**SEITENTEXT:**
"""
Naturliebe – was ist das denn?
Wir alle lieben die Natur? Natürlich lieben wir alle die Natur!
Gewiss gibt es dazu auch schon seit Jahren repräsentative Umfragen: „Lieben Sie die Natur?“ Und ich bin mir ziemlich sicher (ohne mich in jene Umfragen vertieft zu haben…) dass nahezu 100% der Befragten natürlich mit „Ja“ antworten werden!
- Würde ich vielen schlicht glauben, dass sie die Natur „irgendwie lieben“
- Ist es heutzutage total trendy und politisch korrekt Natur zu lieben – wer würde sich schon trauen ein schlichtes „Nein zur Natur“ zu artikulieren?!
- Ist es aber auch eigentlich ganz einfach zu sagen man liebe die Natur – weil jeder darunter etwas anderes versteht. Wohl jeder von uns hat bei „Natur“ einen eher nebulös definierten Ausschnitt von selbiger im Sinn.
Was aber ist „Natur“? Schauen wir in ein bekanntes Online Lexikon zuerst einmal alles „was nicht vom Menschen geschaffen wurde“. Hier unterscheiden wir den biotischen Teil von Natur (alle Lebewesen) und den nichtbiotischen Teil von Natur (alle unbelebte Natur).
Jedem seinen eigenen „Naturliebe Tunnel“!
"""
Datensätze mit Koordinatenannotationen
"""
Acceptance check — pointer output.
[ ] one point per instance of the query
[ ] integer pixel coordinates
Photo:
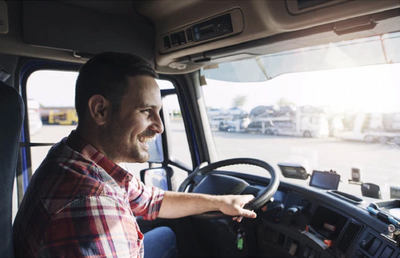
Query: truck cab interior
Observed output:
(293, 101)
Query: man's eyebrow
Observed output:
(150, 106)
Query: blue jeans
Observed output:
(160, 243)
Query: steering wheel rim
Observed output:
(262, 197)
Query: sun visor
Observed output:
(58, 25)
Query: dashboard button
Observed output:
(306, 252)
(387, 252)
(313, 254)
(375, 246)
(359, 254)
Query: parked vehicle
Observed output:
(67, 117)
(303, 121)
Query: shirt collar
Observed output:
(79, 144)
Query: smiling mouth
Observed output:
(146, 139)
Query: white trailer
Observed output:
(298, 123)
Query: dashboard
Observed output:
(318, 223)
(309, 223)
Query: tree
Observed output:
(239, 101)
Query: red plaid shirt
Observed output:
(81, 204)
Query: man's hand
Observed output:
(177, 205)
(232, 205)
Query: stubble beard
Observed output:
(120, 145)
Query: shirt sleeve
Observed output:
(145, 201)
(92, 227)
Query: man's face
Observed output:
(127, 132)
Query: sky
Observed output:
(370, 88)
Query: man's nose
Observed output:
(157, 125)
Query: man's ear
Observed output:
(99, 108)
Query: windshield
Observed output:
(331, 108)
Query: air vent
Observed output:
(308, 3)
(347, 237)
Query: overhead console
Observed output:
(216, 27)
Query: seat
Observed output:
(11, 117)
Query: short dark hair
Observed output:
(107, 74)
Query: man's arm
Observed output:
(176, 205)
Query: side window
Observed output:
(51, 111)
(52, 116)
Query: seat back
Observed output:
(11, 118)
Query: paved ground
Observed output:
(379, 164)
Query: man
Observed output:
(80, 203)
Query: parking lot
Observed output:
(378, 163)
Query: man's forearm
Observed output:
(177, 205)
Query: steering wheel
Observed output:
(199, 178)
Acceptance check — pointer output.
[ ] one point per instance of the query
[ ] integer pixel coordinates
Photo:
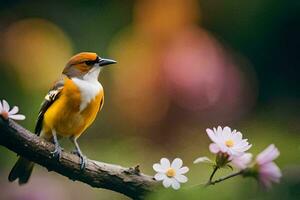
"""
**ARBEITSAUFTRAG:** Gib den Abschnitt aus dem Text über Naturliebe von „- Ist es aber“ bis einschließlich „(alle unbelebte Natur).“ wortgetreu wieder. Die Auflistung ist eigenständiges Material und gehört nicht zum Text über Naturliebe.

**ANTWORT ZUR AUFGABE:**
- Ist es aber auch eigentlich ganz einfach zu sagen man liebe die Natur – weil jeder darunter etwas anderes versteht. Wohl jeder von uns hat bei „Natur“ einen eher nebulös definierten Ausschnitt von selbiger im Sinn.
Was aber ist „Natur“? Schauen wir in ein bekanntes Online Lexikon zuerst einmal alles „was nicht vom Menschen geschaffen wurde“. Hier unterscheiden wir den biotischen Teil von Natur (alle Lebewesen) und den nichtbiotischen Teil von Natur (alle unbelebte Natur).